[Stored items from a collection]
· · · · ·
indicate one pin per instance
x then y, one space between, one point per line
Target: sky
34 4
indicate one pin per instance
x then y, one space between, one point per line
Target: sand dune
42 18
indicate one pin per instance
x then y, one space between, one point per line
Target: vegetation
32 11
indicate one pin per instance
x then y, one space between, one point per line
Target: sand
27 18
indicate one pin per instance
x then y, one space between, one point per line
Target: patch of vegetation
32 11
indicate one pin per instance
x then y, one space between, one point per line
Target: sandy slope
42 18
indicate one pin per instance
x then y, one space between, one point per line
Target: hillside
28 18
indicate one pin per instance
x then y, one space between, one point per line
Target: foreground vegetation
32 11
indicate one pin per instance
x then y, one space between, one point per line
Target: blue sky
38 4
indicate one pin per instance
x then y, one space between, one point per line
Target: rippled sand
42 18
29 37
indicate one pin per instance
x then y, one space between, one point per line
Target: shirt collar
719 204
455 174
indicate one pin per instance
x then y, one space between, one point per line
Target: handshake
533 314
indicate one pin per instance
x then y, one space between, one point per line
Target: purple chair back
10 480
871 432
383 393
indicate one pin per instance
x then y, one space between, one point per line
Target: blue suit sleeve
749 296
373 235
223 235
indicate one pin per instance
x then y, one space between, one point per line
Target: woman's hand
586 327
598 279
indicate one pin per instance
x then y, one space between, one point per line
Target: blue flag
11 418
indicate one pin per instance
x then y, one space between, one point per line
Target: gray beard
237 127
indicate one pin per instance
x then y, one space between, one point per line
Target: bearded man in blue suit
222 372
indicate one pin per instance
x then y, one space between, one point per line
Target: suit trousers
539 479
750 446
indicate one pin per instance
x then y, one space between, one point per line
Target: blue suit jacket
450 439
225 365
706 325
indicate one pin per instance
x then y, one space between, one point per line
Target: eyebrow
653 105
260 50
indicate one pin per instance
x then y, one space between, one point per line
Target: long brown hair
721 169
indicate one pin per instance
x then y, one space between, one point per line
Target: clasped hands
· · · · ·
◆ About this task ◆
Starting with the line that contains "Target: eyebrow", return each line through the last one of the data above, exactly as written and nothing more.

◆ Result for this exercise ◆
Target: eyebrow
653 105
260 50
indicate one pin per instance
x then y, one space between, one point per line
Target: long brown hair
721 169
indicate one pin per instance
x then y, one space between, one point per line
Target: clasped hands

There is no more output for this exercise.